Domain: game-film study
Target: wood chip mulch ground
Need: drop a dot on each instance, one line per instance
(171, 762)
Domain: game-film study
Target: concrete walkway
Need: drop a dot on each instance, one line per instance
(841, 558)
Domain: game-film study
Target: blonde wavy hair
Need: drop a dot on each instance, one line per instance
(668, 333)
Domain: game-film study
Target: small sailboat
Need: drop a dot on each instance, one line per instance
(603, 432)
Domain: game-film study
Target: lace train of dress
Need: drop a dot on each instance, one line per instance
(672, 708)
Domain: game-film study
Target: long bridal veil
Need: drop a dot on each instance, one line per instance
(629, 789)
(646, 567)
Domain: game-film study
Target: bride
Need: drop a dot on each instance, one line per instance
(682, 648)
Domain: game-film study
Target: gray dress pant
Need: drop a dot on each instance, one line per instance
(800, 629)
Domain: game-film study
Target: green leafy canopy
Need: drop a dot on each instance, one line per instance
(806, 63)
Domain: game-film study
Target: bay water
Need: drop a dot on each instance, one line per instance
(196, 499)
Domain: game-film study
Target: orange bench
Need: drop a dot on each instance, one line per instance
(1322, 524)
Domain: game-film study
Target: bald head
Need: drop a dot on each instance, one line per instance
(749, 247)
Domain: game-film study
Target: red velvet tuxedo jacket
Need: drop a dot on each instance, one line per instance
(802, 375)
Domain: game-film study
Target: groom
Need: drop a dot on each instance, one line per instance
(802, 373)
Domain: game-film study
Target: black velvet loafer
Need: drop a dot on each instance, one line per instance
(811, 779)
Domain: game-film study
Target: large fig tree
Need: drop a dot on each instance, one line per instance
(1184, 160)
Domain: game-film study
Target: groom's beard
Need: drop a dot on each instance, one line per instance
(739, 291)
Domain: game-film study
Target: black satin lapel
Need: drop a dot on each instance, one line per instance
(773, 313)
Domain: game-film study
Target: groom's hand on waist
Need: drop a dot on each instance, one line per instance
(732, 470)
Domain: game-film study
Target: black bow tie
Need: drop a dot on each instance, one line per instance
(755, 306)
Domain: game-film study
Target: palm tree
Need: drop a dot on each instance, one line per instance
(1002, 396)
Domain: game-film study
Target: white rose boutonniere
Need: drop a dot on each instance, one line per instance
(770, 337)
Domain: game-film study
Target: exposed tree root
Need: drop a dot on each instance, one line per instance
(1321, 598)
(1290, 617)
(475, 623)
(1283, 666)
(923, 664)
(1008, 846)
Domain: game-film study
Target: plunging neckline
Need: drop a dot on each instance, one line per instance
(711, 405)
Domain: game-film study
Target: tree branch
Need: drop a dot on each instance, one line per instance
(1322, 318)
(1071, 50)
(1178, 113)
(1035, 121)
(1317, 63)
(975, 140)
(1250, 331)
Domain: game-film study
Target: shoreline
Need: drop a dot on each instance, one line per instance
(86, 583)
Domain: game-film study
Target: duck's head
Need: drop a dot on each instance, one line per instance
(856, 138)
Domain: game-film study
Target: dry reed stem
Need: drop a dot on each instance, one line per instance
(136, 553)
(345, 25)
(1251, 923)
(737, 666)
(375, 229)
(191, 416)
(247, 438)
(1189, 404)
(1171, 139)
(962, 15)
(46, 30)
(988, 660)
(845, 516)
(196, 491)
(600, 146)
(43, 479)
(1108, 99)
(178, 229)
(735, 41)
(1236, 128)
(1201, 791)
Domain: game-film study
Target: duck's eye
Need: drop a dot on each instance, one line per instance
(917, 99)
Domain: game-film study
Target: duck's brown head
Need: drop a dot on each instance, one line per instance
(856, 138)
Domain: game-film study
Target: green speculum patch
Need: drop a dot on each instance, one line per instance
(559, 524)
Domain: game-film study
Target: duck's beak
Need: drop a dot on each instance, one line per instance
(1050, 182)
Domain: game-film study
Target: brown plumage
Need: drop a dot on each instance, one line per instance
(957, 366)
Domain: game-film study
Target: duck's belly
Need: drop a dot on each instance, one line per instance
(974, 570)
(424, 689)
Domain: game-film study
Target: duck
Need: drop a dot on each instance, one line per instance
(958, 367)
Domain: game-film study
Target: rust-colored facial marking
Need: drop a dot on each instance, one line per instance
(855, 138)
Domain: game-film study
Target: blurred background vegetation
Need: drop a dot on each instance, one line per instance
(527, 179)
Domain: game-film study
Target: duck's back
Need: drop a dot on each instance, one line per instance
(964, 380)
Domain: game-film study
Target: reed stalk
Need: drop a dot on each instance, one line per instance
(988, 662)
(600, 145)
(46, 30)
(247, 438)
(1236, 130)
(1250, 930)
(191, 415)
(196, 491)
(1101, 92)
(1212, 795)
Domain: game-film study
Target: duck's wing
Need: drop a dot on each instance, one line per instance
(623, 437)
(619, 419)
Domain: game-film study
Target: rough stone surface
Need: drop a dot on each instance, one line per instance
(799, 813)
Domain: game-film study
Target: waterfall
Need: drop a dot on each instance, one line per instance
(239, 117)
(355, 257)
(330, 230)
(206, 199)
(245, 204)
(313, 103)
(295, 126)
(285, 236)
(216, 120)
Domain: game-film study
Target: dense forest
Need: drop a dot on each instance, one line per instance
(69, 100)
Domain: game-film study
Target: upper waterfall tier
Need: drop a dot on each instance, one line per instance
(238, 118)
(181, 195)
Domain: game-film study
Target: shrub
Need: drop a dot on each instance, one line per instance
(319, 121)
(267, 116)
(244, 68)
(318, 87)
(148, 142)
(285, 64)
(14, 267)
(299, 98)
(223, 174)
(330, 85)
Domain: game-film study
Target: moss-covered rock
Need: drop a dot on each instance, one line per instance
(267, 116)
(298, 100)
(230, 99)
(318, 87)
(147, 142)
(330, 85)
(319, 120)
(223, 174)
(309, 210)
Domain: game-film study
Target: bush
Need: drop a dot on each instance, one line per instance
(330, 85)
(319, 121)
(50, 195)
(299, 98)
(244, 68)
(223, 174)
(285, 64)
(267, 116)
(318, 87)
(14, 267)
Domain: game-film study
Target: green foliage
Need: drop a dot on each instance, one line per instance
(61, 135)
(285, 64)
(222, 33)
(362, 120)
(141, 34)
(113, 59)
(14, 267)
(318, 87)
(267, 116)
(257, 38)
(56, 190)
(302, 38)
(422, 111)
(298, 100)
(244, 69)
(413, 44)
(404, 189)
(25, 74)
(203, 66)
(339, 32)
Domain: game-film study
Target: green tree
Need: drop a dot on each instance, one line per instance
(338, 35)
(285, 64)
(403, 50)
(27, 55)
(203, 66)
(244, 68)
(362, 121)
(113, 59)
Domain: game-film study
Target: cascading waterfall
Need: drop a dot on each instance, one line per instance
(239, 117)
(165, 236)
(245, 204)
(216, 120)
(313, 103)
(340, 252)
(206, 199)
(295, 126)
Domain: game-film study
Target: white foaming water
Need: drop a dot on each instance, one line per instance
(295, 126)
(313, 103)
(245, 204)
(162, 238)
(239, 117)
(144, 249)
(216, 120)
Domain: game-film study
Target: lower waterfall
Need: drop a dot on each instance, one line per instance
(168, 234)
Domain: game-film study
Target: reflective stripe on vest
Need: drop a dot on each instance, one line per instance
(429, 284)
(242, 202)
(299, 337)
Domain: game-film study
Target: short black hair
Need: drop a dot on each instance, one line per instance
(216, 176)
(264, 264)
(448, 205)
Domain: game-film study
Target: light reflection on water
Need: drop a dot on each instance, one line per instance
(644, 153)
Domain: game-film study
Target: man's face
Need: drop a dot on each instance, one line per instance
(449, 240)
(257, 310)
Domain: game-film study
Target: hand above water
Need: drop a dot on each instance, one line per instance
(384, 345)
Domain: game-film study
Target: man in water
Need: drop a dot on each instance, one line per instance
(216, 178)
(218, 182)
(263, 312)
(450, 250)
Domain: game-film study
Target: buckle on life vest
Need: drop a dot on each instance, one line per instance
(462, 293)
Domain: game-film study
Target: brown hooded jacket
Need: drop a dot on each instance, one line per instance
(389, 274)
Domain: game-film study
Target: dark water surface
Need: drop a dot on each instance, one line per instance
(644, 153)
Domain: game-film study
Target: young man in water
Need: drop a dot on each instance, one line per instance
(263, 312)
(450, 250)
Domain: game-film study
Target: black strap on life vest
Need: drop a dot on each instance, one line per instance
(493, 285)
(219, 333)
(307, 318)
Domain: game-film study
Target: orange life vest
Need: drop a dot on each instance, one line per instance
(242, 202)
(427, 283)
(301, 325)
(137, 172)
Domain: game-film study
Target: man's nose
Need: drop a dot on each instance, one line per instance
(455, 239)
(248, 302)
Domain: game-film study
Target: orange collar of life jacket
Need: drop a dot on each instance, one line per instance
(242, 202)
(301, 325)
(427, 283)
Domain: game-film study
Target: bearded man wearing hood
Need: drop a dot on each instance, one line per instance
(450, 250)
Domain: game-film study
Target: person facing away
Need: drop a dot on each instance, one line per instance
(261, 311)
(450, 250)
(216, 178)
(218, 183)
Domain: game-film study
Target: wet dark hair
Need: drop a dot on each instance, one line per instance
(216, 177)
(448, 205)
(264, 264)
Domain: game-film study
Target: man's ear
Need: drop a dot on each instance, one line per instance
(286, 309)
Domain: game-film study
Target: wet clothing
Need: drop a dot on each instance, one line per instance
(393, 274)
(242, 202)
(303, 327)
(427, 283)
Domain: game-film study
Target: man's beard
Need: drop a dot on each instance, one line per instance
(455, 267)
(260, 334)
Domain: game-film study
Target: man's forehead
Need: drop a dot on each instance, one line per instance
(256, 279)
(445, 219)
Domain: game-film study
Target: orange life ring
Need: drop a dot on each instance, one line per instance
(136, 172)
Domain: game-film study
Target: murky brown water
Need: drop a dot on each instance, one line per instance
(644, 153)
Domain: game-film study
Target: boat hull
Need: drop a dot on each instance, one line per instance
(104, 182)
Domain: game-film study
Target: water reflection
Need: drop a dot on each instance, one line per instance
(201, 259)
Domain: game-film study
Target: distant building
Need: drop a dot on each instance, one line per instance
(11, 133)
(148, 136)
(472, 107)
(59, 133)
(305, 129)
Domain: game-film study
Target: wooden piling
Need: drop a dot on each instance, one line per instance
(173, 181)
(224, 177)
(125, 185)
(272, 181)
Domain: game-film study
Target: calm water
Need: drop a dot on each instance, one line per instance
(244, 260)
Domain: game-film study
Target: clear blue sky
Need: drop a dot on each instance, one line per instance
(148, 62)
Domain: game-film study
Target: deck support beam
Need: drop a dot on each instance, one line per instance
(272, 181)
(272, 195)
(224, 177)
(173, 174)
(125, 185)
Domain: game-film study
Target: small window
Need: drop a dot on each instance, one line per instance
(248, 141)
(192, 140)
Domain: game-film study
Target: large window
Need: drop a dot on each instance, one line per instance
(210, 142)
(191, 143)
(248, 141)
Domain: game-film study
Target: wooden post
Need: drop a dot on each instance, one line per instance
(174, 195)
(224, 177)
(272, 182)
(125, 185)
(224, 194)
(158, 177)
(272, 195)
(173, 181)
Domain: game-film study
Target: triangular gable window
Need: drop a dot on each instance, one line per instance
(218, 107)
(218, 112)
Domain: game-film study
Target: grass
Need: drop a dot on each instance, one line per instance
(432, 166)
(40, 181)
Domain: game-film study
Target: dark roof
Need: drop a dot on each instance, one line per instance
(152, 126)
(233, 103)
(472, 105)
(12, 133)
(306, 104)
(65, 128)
━━━
*Instruction*
From the records above, pick out every line that contains the word "green" and copy each one.

*Reply to the task*
Target: green leafy canopy
Target: green speculum patch
Target: green foliage
Target: green tree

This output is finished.